- Exercise objective -
Without including any picture, repeat the records below exactly.
========================================
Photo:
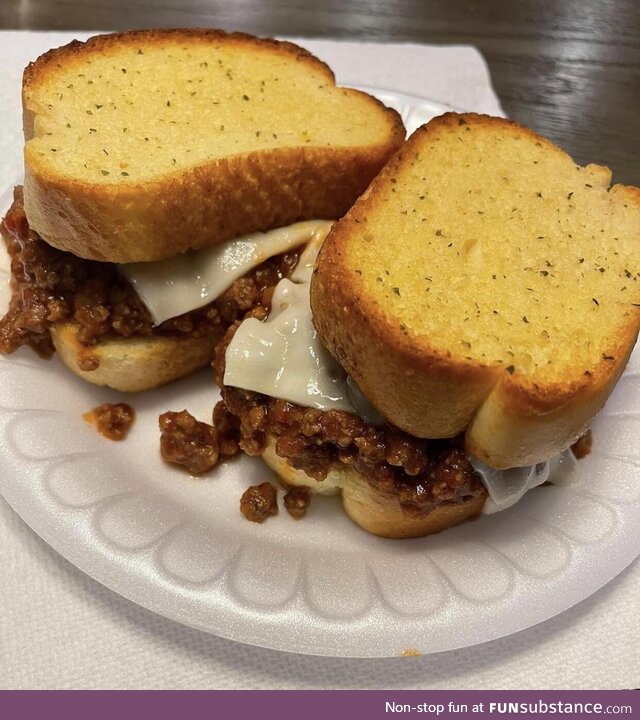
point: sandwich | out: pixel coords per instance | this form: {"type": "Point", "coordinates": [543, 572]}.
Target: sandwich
{"type": "Point", "coordinates": [171, 177]}
{"type": "Point", "coordinates": [460, 327]}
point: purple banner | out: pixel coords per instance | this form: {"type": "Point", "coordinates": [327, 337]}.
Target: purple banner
{"type": "Point", "coordinates": [318, 704]}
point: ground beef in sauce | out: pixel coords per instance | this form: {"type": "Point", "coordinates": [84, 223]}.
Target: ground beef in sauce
{"type": "Point", "coordinates": [51, 286]}
{"type": "Point", "coordinates": [419, 474]}
{"type": "Point", "coordinates": [582, 446]}
{"type": "Point", "coordinates": [188, 442]}
{"type": "Point", "coordinates": [259, 502]}
{"type": "Point", "coordinates": [296, 502]}
{"type": "Point", "coordinates": [111, 421]}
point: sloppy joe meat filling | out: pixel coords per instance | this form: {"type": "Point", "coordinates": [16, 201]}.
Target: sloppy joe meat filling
{"type": "Point", "coordinates": [419, 474]}
{"type": "Point", "coordinates": [51, 286]}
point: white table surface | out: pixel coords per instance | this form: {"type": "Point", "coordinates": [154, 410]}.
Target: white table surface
{"type": "Point", "coordinates": [60, 629]}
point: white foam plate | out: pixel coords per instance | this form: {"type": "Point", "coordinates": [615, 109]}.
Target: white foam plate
{"type": "Point", "coordinates": [179, 546]}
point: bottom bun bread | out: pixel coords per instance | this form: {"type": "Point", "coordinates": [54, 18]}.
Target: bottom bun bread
{"type": "Point", "coordinates": [131, 364]}
{"type": "Point", "coordinates": [374, 511]}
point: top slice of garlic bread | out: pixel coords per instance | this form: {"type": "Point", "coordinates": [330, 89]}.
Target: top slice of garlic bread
{"type": "Point", "coordinates": [143, 144]}
{"type": "Point", "coordinates": [485, 283]}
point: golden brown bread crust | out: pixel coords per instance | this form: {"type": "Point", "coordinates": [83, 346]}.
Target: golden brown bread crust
{"type": "Point", "coordinates": [509, 420]}
{"type": "Point", "coordinates": [132, 364]}
{"type": "Point", "coordinates": [199, 206]}
{"type": "Point", "coordinates": [373, 512]}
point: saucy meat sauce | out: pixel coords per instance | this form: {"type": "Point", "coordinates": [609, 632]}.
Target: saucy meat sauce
{"type": "Point", "coordinates": [50, 286]}
{"type": "Point", "coordinates": [112, 421]}
{"type": "Point", "coordinates": [419, 474]}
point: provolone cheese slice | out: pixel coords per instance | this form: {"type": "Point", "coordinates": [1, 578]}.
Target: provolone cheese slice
{"type": "Point", "coordinates": [506, 487]}
{"type": "Point", "coordinates": [180, 284]}
{"type": "Point", "coordinates": [283, 357]}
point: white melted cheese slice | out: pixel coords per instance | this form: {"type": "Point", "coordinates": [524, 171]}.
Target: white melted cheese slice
{"type": "Point", "coordinates": [506, 487]}
{"type": "Point", "coordinates": [180, 284]}
{"type": "Point", "coordinates": [283, 357]}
========================================
- Output for this task -
Photo:
point: sandwich | out: pixel coords per instance | this form: {"type": "Point", "coordinates": [543, 572]}.
Target: sandwich
{"type": "Point", "coordinates": [171, 177]}
{"type": "Point", "coordinates": [460, 327]}
point: purple banner | out: pixel coords per instance | this form: {"type": "Point", "coordinates": [327, 337]}.
Target: purple banner
{"type": "Point", "coordinates": [318, 704]}
point: ground beef in sauce | out: pixel coords per instance | this form: {"type": "Point", "coordinates": [84, 223]}.
Target: ground beef in sauce
{"type": "Point", "coordinates": [51, 286]}
{"type": "Point", "coordinates": [419, 474]}
{"type": "Point", "coordinates": [582, 446]}
{"type": "Point", "coordinates": [188, 442]}
{"type": "Point", "coordinates": [259, 502]}
{"type": "Point", "coordinates": [296, 502]}
{"type": "Point", "coordinates": [111, 421]}
point: sloppy joe meat filling | out: pixel coords per instance | this form: {"type": "Point", "coordinates": [16, 201]}.
Target: sloppy joe meat filling
{"type": "Point", "coordinates": [419, 474]}
{"type": "Point", "coordinates": [51, 286]}
point: white table surface | out: pixel coords per instance | this form: {"type": "Point", "coordinates": [154, 410]}.
Target: white table surface
{"type": "Point", "coordinates": [60, 629]}
point: white foam plate | out: pixel coords per instance | this form: {"type": "Point", "coordinates": [615, 109]}.
Target: white foam plate
{"type": "Point", "coordinates": [179, 546]}
point: bottom bun bread | out: pixel coords per instance | this form: {"type": "Point", "coordinates": [54, 18]}.
Target: bottom bun bread
{"type": "Point", "coordinates": [131, 364]}
{"type": "Point", "coordinates": [374, 511]}
point: top slice of garlic bread | out: pixel coords per instance | this form: {"type": "Point", "coordinates": [330, 89]}.
Target: top slice of garlic bread
{"type": "Point", "coordinates": [143, 144]}
{"type": "Point", "coordinates": [485, 283]}
point: golden brown bread crust | out: pixel coords per instance | this form: {"type": "Point", "coordinates": [83, 346]}.
Target: golden brown bread crust
{"type": "Point", "coordinates": [509, 420]}
{"type": "Point", "coordinates": [132, 364]}
{"type": "Point", "coordinates": [199, 206]}
{"type": "Point", "coordinates": [373, 512]}
point: saucy meat sauce | out: pixel coords per instance | this form: {"type": "Point", "coordinates": [609, 632]}.
Target: saucy meat sauce
{"type": "Point", "coordinates": [50, 286]}
{"type": "Point", "coordinates": [112, 421]}
{"type": "Point", "coordinates": [419, 474]}
point: provolone cheese slice | out: pixel coords per instance | this form: {"type": "Point", "coordinates": [1, 578]}.
Target: provolone cheese slice
{"type": "Point", "coordinates": [506, 487]}
{"type": "Point", "coordinates": [180, 284]}
{"type": "Point", "coordinates": [283, 357]}
point: white melted cheese slice | out: pixel coords per instance | this form: {"type": "Point", "coordinates": [524, 171]}.
Target: white melted cheese slice
{"type": "Point", "coordinates": [506, 487]}
{"type": "Point", "coordinates": [180, 284]}
{"type": "Point", "coordinates": [283, 357]}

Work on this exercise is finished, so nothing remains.